■ **Görev A**:
Özgürlük üzerine yazıda “Altı yıl iki” ile başlayıp “yasaklamanın yoluna bakarız.” ile biten kısmı, “toplum” yerine “ülke” koyarak yeniden yazın.
■ **Görev B**:
Özgürlük üzerine yazıda yazar, Türkiye’nin şu anda Marx’tan çok Voltaire ve Mill’e ihtiyacı olduğunu söylüyor. Bunun gerekçesini bir ile üç cümle arasında açıklayın.
■ **Görev C**:
Özgürlük üzerine yazıya göre Taraf yayın hayatına ne zaman atıldı?

■ **Metin Bölümü**:
"""

Hrant’ın öldürülmesiyle başlayan o karanlık, uğultulu, Atatürkçülüğün ve ulusalcılığın saldırgan zorlamaları karşısında demokrasinin yaşayıp yaşamayacağının belli olmadığı 2007-2008 yıllarıydı. Bu kritik dönemeçte, Kasım 2007’de yayın hayatına atılan Taraf’ta (eski Taraf’ta, yani Ahmet Altan ve Yasemin Çongar’ın Taraf’ında), taş kafa solculuğun “liberal/izm”i bir suçlama ve aşağılama olarak kullanmasına karşı bir dizi yazı yazmaya girişmiştim. Birinde Voltaire ve Mill’den özgürlük dersleri’ni konu ediyordum (sonradan bu fikir, söz konusu yazıları derlediğim Özgürlük Dersleri cildinin başlığına taşındı). Voltaire’in Helvétius’a bir mektubunda yer aldığı rivayet edilen “Söylediklerinize katılmıyorum, ama bunları söyleme hakkınızı hayatım pahasına savunacağım” (ya da bir başka varyantında, “Yazdıklarınızdan nefret ediyorum, ama yazmayı sürdürmenizi mümkün kılmak uğruna canımı veririm”) sözleri ile John Stuart Mill’in On Liberty’sini (1859; Özgürlük Üzerine) yan yana koymuş ve kimilerine çok heretik geleceğini bildiğim şu cümlelerle bitirmiştim:
Bu Türkiye’nin, çok yüksek dozda bir Voltaire-Mill tedavisine ihtiyacı var, hem de âcilen. Dahası, gayet net söylüyorum, şu anda Marx’tan fazla Voltaire ve Mill’e ihtiyacı var. Zira Marx’ın “burjuva” diye sırt çevirdiği, geliştirmekle ilgilenmediği, devrimle aşılacağını sandığı olağan demokrasi ve özgürlük standartlarına, o horlanan liberal-demokratik düşünce çok daha fazla ışık tutuyor. Kâh Atatürkçü kâh Solcu yasakçılara, çoğulculuk ve tolerans adına, Marx’tan hareketle söylenecek çok şey yok, ama Voltaire ve Mill’den hareketle söylenecek çok şey var. En azından şu örnekte, John Stuart Mill zamanın sınavına Karl Marx’tan daha iyi dayanıyor. (5 Temmuz 2008)
Altı yıl iki hafta sonra bugün, söylediklerimin aynen ve hattâ daha bile kuvvetle yanındayım. Hemen bütün ideolojik tandansları içinde, iktidarı ve muhalefetiyle bu toplum oldukça şizoid. Bir, Voltaire’i ve Mill’i hâlâ anlayabilmiş değil. Cümleten demokratlığımıza toz kondurmayız ama başkalarının bize aykırı gelen şeyler düşünme ve söyleme özgürlüğüne aslında pek saygımız yoktur. Çok da sükûnetle karşılamayız ters bulduğumuz fikirleri; şu veya bu şekilde yayınlamamanın, es geçmenin, göz ardı etmenin, yumuşak yöntemlerle susturmanın, limitte düpedüz yasaklamanın yoluna bakarız.

"""

■ **Veri Bölümü**:
"""

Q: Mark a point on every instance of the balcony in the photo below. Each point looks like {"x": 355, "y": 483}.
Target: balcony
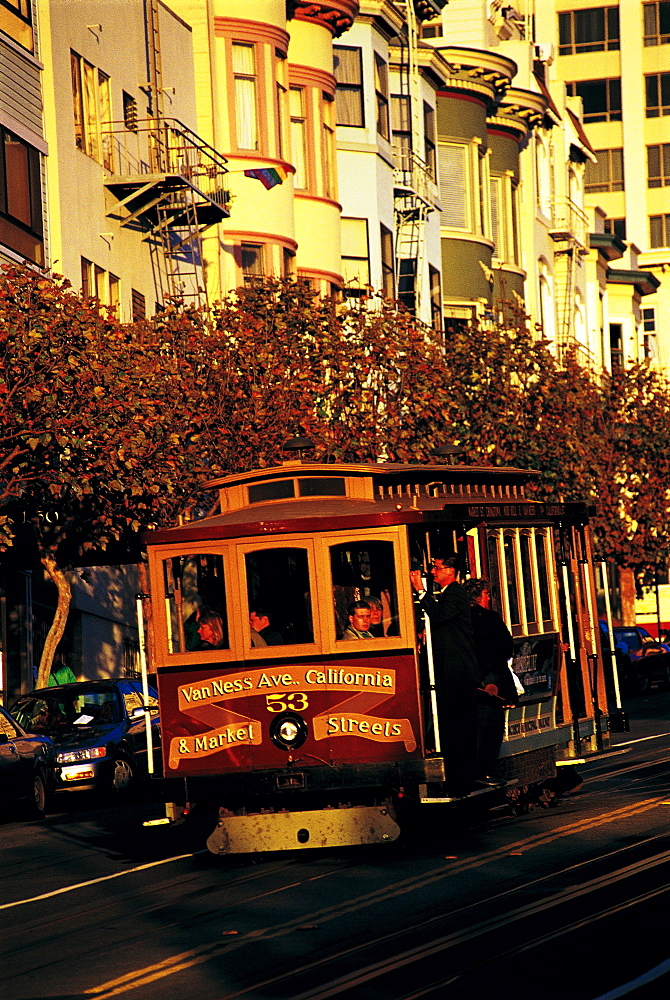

"""

■ **Yazılı Çözüm A**:
Altı yıl iki hafta sonra bugün, söylediklerimin aynen ve hattâ daha bile kuvvetle yanındayım. Hemen bütün ideolojik tandansları içinde, iktidarı ve muhalefetiyle bu ülke oldukça şizoid. Bir, Voltaire’i ve Mill’i hâlâ anlayabilmiş değil. Cümleten demokratlığımıza toz kondurmayız ama başkalarının bize aykırı gelen şeyler düşünme ve söyleme özgürlüğüne aslında pek saygımız yoktur. Çok da sükûnetle karşılamayız ters bulduğumuz fikirleri; şu veya bu şekilde yayınlamamanın, es geçmenin, göz ardı etmenin, yumuşak yöntemlerle susturmanın, limitte düpedüz yasaklamanın yoluna bakarız.

■ **Yazılı Çözüm B**:
Yazara göre Marx’ın “burjuva” diye sırt çevirdiği, geliştirmekle ilgilenmediği ve devrimle aşılacağını sandığı olağan demokrasi ve özgürlük standartlarına liberal-demokratik düşünce çok daha fazla ışık tutuyor. Ayrıca Atatürkçü ya da solcu yasakçılara çoğulculuk ve tolerans adına Marx’tan hareketle söylenecek pek bir şey yokken, Voltaire ve Mill’den hareketle söylenecek çok şey var.

■ **Yazılı Çözüm C**:
Kasım 2007’de.